*WRITTEN EXERCISE 1:*
In the obituary of Francis Maddison, substitute "Worcestershire" for every occurrence of "Warwickshire" and write out the passage between "He was a member" and "son-in-law.", inclusive.
# # # # # # #
(Filed: 21/08/2006) Telegraph
Francis Maddison, who died on July 12 aged 78, was an
Arabist and an historian, and became Curator of Oxford's
Museum of the History of Science.
A taste for the recondite, a love of languages, a
delight in the bizarre or puzzling - these, allied to
careful and accurate scholarship were the characteristics
that led Maddison from his undergraduate studies in modern
languages and history to the direction of the world-class
collection of scientific and technical artefacts in Oxford.
Francis Romeril Maddison was was born at Hounslow on
July 27 1927, the elder son of Robert Edwin Witton Maddison,
an organist, research chemist and historian of science, and
of Adélaïde Romeril Verdier. Francis was educated at
Hounslow College and at Exeter College, Oxford, where he
took a degree in Modern History having switched from Modern
Languages.
Maddison was also fascinated by archaeology, and as
president of the university's archaeological society in 1948
he learned to cut flint in the palaeolithic manner from RJC
Atkinson, under whose supervision he directed excavations at
Cricklade and Dorchester.
He was a member of the British School at Rome
expedition to Leptis Magna, Tripolitana, in 1949, before
becoming assistant archivist, first at the Glamorgan County
Record Office, then in Warwickshire. While preparing an
exhibition about the Warwickshire county historian Sir
William Dugdale, he met CJ Josten, Curator of the Museum of
the History of Science, Oxford, who was collecting materials
for his monumental life of Elias Ashmole, Dugdale's
son-in-law.
Shortly afterwards, Josten encouraged Maddison to
accept the post of assistant curator in the Museum of the
History of Science rather than that of archivist to the
University Press. It was the beginning of a 40-year
association with the museum.
# # # # # # #
*WRITTEN EXERCISE 2:*
Convert the entries below into a JSON list of strings with one string per line and no blank lines. Omit the pictures.

*DATA TO PROCESS:*
# # # # # # #
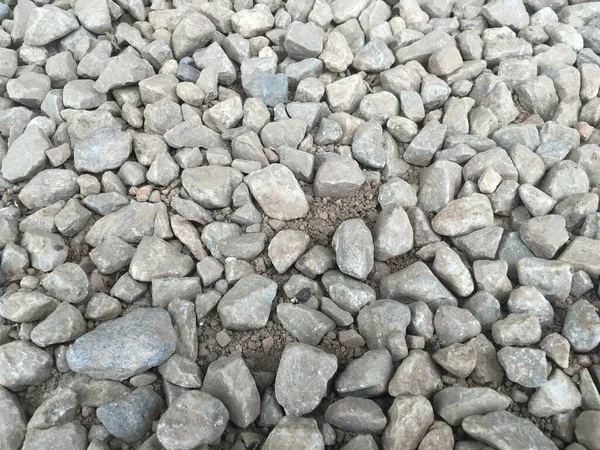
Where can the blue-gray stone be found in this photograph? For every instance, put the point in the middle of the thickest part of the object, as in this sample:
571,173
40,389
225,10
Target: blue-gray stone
# # # # # # #
*REPLY 1:*
He was a member of the British School at Rome
expedition to Leptis Magna, Tripolitana, in 1949, before
becoming assistant archivist, first at the Glamorgan County
Record Office, then in Worcestershire. While preparing an
exhibition about the Worcestershire county historian Sir
William Dugdale, he met CJ Josten, Curator of the Museum of
the History of Science, Oxford, who was collecting materials
for his monumental life of Elias Ashmole, Dugdale's
son-in-law.

*REPLY 2:*
[
  "Where can the blue-gray stone be found in this photograph? For every instance, put the point in the middle of the thickest part of the object, as in this sample:",
  "571,173",
  "40,389",
  "225,10",
  "Target: blue-gray stone"
]